__GIVEN EXERCISE__:
In the article on Celeste Barber's bushfire fundraiser, what was her original fundraising goal?

__READING TEXT__:

Celeste Barber during the Fire Fight concert in Sydney. Picture: Joel Carrett/AAP
Celeste Barber during the Fire Fight concert in Sydney. Picture: Joel Carrett/AAP

‘Not f***ing around’: Celeste’s fire message

Comedian Celeste Barber has reassured her supporters that a serious effort is being made to release the $52 million she's raised for bushfire relief.

None of that money has been spent yet. It's being held up by a legal technicality.

Here's a quick rundown of the situation.

Barber's initial fundraising effort was specifically aimed at supporting the NSW Rural Fire Service. But given how comprehensively she blew past her original goal of $30,000, she now wants to distribute some of the funds to other states as well.

"I'm going to make sure that Victoria gets some, that South Australia gets some, also families of people who have died in these fires, the wildlife," Barber said in January.

Celeste Barber hosted the Fire Fight relief concert in Sydney on Sunday. Picture: Cole Bennetts/Getty Images
Celeste Barber hosted the Fire Fight relief concert in Sydney on Sunday. Picture: Cole Bennetts/Getty Images

Legally, however, the RFS Donations Trust is not allowed to give donated funds to other charities.

The trust deed specifies that funds should be used to help RFS brigades "meet the costs of purchasing and maintaining firefighting equipment and facilities, providing training and resources and/or otherwise to meet the administrative expense of the brigade".

So while the RFS is keen to help Barber distribute the funds to other states and services, it's unclear how exactly that can be accomplished.

The next step is for the RFS to seek clarification from the NSW Supreme Court on how the money can be used.

"The NSW Rural Fire Service is incredibly grateful for the efforts of Celeste Barber and her record-breaking online fundraising campaign," a spokesman told news.com.au this morning.

"The NSW RFS & Donations Trust has been working with Celeste's team to identify options for how the funds can be distributed.

"What has become clear is that the issue is very complex and the options are limited. This is because there are a number of laws which limit how funds can be distributed.

"At this stage, it's planned to seek the direction of the Supreme Court to seek some clarity on how the funds can be used. This is likely to take some time.

"Importantly, the NSW RFS and Celeste's team want to make it clear - there is no stoush and everyone is working hard to find a solution."

Barber herself has addressed the situation on Instagram, telling her followers it's being taken "really seriously".

"My team have been in contact, chatting a lot with the RFS and stuff, about all the money that you guys so kindly donated," she said.

"I just want you to know that we're onto it. So much so that I think that, well I know that the f***ing Supreme Court might be throwing their backs into it a little bit to find out if we can distribute it.

"Because I'm all like, 'Let's give it (to) all these different places.' Turns out it's not that easy, because there's laws or something involved.

"So the RFS have it at the moment and are trying to find out if it is possible to distribute it around more. But we're not f***ing around. Like, I just said the words 'Supreme Court'. Like, that's how much we're not f***ing around. We're taking it really seriously."

She also took a swipe at the media for the manner of its reporting on the delay.

__DATASET ROWS__:
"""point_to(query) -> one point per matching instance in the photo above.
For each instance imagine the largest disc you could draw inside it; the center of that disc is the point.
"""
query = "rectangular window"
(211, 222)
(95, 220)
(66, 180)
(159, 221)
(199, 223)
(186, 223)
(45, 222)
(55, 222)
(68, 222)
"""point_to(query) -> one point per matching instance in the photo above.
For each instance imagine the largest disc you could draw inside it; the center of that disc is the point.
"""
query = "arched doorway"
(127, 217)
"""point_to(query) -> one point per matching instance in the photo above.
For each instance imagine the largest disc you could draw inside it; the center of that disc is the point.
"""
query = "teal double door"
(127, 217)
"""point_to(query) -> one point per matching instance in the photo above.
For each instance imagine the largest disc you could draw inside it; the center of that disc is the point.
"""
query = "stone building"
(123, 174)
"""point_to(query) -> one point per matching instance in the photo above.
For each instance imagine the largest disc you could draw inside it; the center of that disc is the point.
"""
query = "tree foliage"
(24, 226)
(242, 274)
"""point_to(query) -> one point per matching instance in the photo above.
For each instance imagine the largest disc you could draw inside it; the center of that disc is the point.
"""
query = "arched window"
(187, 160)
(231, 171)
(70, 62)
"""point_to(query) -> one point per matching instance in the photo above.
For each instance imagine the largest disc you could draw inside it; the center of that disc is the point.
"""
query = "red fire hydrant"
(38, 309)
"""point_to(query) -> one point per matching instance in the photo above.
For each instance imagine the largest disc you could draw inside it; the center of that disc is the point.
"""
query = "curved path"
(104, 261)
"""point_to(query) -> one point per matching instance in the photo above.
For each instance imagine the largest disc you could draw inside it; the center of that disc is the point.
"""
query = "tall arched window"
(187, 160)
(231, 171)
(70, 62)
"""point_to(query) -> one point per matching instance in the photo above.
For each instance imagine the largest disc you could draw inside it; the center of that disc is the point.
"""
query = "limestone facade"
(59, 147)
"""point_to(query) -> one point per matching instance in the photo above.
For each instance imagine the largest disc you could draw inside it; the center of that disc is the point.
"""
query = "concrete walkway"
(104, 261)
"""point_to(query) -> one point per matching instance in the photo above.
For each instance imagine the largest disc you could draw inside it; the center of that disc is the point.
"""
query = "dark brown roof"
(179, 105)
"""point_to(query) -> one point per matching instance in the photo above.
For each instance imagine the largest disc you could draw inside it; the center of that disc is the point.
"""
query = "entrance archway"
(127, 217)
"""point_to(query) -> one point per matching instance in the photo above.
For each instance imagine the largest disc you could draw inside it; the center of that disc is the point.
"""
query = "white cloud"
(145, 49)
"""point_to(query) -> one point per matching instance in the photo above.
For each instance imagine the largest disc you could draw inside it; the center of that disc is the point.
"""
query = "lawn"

__EXERCISE SOLUTION__:
$30,000